▶ _EXERCISE GOAL_
Reproduce word for word the lines of the listing below, starting with the line that contains "form point(468, 180)." and continuing through the line that contains "point(556, 416)", both included.

▶ _EXTRACTED DATA_
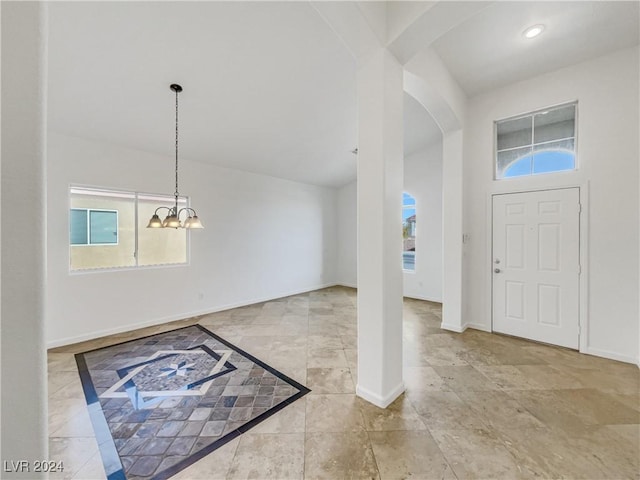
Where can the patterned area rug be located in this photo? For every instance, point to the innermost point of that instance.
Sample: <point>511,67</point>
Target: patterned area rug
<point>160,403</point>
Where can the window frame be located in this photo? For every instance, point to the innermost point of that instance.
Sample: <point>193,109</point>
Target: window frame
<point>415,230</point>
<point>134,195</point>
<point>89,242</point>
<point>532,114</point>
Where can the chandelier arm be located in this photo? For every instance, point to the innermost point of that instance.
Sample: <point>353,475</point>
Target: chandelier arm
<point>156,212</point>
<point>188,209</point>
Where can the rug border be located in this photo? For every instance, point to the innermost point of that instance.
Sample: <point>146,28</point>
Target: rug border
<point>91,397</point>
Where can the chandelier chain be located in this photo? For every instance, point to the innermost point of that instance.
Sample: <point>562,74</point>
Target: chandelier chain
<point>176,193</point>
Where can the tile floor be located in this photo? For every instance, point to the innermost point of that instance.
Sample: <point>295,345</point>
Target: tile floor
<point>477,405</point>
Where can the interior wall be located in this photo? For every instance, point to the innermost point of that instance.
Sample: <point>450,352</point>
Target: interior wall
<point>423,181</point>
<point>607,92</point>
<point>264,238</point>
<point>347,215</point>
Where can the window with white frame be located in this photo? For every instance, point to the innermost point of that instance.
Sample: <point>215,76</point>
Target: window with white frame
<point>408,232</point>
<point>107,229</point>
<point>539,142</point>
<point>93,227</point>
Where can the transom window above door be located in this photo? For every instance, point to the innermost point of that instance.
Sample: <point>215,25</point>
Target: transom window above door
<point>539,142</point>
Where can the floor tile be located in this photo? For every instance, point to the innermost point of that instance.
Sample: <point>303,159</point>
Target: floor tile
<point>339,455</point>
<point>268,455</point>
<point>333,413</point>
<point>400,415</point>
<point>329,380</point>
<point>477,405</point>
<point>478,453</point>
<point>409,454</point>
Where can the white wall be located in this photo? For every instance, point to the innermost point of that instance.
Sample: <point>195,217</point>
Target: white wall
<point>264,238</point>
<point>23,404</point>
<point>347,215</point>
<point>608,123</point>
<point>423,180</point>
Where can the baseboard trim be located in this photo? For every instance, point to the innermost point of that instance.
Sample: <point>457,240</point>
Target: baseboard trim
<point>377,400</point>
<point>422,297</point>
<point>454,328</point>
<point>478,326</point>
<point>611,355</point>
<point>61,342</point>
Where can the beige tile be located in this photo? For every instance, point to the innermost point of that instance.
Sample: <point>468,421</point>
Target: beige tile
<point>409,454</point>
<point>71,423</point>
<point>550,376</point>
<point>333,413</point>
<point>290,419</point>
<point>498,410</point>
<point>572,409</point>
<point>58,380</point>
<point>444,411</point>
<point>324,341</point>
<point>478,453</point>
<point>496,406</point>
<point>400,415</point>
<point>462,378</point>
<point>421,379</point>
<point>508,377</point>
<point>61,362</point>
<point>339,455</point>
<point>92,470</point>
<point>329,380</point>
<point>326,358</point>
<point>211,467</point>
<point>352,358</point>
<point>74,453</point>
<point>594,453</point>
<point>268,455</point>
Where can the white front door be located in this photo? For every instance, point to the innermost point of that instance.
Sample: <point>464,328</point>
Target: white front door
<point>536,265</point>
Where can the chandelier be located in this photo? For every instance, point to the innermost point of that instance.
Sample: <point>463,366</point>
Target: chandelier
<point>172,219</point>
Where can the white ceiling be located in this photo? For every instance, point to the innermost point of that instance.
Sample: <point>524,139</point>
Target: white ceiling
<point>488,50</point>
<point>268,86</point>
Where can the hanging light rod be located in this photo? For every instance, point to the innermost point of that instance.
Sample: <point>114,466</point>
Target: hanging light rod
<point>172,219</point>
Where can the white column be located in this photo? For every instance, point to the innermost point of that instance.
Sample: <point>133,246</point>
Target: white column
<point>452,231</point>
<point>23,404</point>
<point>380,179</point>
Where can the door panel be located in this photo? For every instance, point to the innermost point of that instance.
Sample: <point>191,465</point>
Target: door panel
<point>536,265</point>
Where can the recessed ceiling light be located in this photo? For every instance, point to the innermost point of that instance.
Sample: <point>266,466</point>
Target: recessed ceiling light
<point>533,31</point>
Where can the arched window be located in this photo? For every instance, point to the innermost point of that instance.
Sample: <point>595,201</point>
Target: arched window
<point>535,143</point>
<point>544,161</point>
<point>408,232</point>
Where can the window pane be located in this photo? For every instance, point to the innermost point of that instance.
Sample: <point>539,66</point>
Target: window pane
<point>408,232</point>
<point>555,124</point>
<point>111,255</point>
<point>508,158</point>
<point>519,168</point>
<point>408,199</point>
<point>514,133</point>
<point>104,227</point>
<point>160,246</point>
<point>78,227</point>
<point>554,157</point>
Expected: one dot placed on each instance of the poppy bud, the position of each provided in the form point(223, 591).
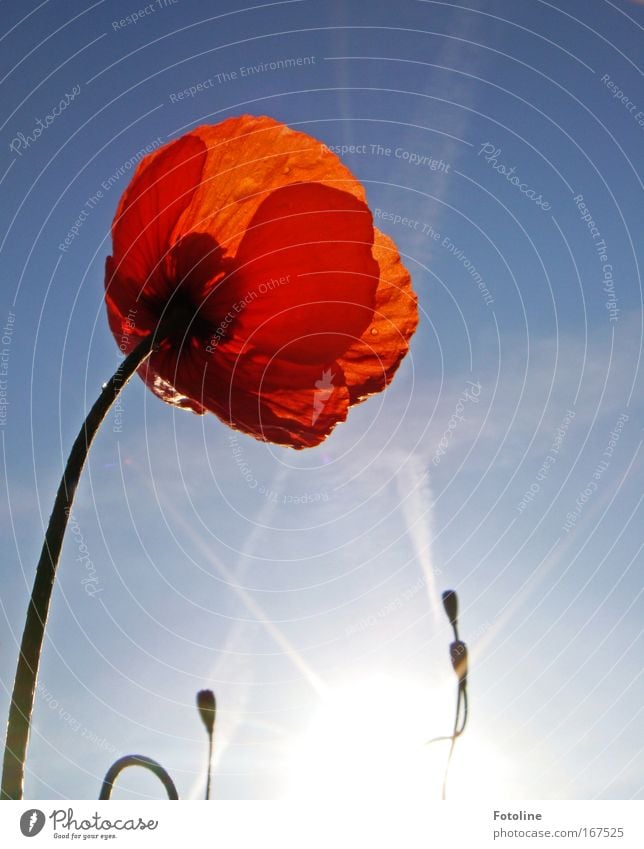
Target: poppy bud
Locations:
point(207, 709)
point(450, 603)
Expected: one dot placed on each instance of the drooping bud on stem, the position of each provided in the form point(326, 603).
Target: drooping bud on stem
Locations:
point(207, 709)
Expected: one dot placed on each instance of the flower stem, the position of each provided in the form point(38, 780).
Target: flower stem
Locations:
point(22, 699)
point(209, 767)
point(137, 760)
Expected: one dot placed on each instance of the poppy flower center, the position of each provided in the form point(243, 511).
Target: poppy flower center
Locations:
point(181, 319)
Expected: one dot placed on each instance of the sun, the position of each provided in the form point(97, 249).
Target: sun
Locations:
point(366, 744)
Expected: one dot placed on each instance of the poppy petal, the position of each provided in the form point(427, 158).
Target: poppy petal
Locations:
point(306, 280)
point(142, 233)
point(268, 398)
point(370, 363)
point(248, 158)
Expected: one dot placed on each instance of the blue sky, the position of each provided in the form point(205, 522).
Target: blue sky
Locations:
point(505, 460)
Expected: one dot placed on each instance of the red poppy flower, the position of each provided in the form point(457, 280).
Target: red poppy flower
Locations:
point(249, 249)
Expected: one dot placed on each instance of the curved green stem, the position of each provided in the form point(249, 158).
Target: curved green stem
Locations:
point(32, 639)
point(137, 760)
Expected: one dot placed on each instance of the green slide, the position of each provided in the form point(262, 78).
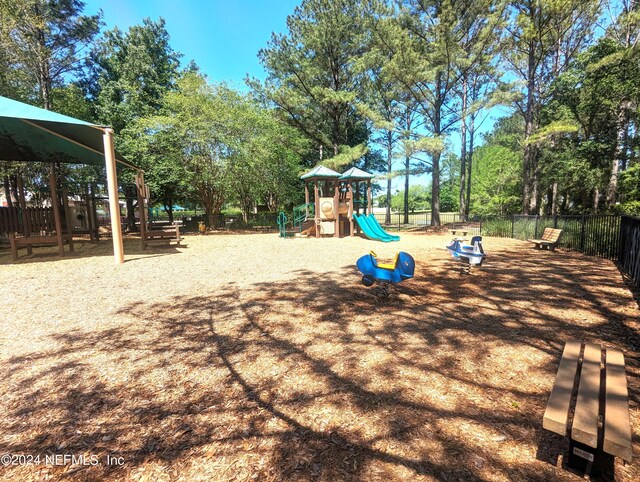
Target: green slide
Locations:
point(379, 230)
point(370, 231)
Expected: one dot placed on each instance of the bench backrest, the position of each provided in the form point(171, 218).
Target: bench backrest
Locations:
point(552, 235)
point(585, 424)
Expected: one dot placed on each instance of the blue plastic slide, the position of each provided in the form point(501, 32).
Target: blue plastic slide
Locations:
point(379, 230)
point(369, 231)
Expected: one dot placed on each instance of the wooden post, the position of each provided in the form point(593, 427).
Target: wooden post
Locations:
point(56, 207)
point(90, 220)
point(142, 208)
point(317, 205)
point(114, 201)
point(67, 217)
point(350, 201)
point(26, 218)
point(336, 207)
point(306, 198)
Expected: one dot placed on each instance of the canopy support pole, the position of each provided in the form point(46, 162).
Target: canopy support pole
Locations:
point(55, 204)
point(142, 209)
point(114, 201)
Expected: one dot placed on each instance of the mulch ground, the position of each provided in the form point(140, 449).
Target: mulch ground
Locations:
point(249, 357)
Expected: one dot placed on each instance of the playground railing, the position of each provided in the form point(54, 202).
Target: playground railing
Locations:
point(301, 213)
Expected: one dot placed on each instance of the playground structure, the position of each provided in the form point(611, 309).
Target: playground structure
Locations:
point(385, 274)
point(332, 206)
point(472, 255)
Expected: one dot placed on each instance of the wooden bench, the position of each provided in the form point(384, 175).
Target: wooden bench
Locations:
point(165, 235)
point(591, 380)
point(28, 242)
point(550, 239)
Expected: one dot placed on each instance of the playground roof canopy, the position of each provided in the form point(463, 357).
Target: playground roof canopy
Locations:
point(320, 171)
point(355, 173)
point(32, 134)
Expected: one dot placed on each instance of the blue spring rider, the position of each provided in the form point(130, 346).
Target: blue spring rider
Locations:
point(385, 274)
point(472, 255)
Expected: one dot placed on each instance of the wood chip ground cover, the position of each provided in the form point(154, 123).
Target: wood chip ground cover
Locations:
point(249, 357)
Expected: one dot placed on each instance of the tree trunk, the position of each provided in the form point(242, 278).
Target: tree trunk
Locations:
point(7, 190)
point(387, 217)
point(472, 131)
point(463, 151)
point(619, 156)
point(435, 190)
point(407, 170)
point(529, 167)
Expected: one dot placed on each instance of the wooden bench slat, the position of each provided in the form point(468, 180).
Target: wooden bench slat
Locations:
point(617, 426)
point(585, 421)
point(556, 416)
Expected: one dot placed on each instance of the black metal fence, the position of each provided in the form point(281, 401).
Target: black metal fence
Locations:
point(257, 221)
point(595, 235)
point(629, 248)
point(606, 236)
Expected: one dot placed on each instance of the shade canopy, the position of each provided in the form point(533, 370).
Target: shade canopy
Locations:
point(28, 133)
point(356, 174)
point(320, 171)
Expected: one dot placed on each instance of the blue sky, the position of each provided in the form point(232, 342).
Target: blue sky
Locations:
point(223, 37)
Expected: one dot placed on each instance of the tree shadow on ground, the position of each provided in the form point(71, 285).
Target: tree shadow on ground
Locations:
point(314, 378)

▶ _SOLUTION FOR THIS PROBLEM_
Expected: one dot placed on each instance of the wooden bench slat, the position of each provided in the form point(468, 180).
Target: wooden bench slat
Locations:
point(617, 426)
point(585, 421)
point(556, 416)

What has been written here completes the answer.